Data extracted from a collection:
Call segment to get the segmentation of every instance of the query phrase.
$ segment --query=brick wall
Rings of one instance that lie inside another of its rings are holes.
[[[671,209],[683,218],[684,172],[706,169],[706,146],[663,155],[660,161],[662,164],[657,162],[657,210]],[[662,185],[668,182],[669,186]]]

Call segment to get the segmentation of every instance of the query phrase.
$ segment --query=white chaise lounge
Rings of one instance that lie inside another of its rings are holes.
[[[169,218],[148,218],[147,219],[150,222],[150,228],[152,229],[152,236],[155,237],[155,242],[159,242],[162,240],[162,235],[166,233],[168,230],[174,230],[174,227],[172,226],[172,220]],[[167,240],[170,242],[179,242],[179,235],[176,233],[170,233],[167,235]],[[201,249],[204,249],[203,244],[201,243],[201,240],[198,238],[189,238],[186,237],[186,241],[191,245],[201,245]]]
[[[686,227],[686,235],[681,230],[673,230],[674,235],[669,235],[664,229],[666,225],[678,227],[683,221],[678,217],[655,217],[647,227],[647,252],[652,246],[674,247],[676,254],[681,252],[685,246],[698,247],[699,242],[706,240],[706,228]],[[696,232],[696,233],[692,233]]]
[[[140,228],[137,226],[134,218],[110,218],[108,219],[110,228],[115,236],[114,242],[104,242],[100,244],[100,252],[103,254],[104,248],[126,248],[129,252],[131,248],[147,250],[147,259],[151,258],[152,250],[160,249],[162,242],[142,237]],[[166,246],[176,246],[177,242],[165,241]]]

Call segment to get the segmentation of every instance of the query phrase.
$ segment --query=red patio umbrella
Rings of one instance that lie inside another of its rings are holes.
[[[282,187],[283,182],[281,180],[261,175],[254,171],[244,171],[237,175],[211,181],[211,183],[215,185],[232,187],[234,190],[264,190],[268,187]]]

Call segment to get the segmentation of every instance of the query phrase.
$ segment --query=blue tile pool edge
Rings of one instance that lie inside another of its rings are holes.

What the exercise asks: Rewrite every line of the items above as a numbered list, leaving out the blank lines.

The answer:
1. Call segment to get the segmentation of every instance of the query phrase.
2. $ segment --query=brick wall
3. Rings of one instance that lie inside another of its rings are holes.
4. [[[671,209],[683,218],[684,172],[706,169],[706,146],[663,155],[660,161],[662,164],[657,162],[657,210]],[[662,185],[668,182],[669,186]]]
5. Call segment to get the segmentation of every instance of the query phrase.
6. $ segment --query=white chaise lounge
7. Rings of one instance that lie inside another of its rings are holes.
8. [[[169,218],[148,218],[147,219],[150,222],[150,228],[152,229],[152,236],[155,237],[155,242],[159,242],[162,240],[162,235],[166,233],[168,230],[174,230],[174,227],[172,226],[172,220]],[[167,240],[170,242],[179,242],[179,235],[176,233],[170,233],[167,235]],[[201,249],[204,249],[203,244],[201,243],[201,240],[198,238],[189,238],[186,237],[186,241],[191,245],[201,245]]]
9. [[[686,227],[686,235],[681,230],[673,230],[674,235],[669,235],[664,229],[666,225],[678,227],[683,221],[678,217],[655,217],[647,227],[647,252],[652,246],[674,247],[676,254],[681,252],[685,246],[698,247],[699,242],[706,240],[706,228]],[[696,232],[696,233],[692,233]]]
10. [[[140,228],[137,226],[134,218],[110,218],[108,219],[110,228],[115,236],[114,242],[104,242],[100,244],[100,252],[103,254],[104,248],[126,248],[129,252],[131,248],[147,250],[147,259],[151,258],[152,250],[160,249],[162,242],[142,237]],[[166,246],[176,246],[177,242],[165,241]]]
11. Call segment to get the segmentation of every instance of the query phrase.
12. $ segment --query=red patio umbrella
13. Rings of one instance that lie inside another of its rings are holes.
14. [[[282,187],[283,182],[281,180],[261,175],[254,171],[244,171],[237,175],[211,181],[211,183],[215,185],[232,187],[234,190],[264,190],[268,187]]]
15. Call segment to get the segmentation of every instance of the query phrase.
16. $ segment --query=blue tile pool edge
17. Rings of one instance that lie inside another of its rings are holes.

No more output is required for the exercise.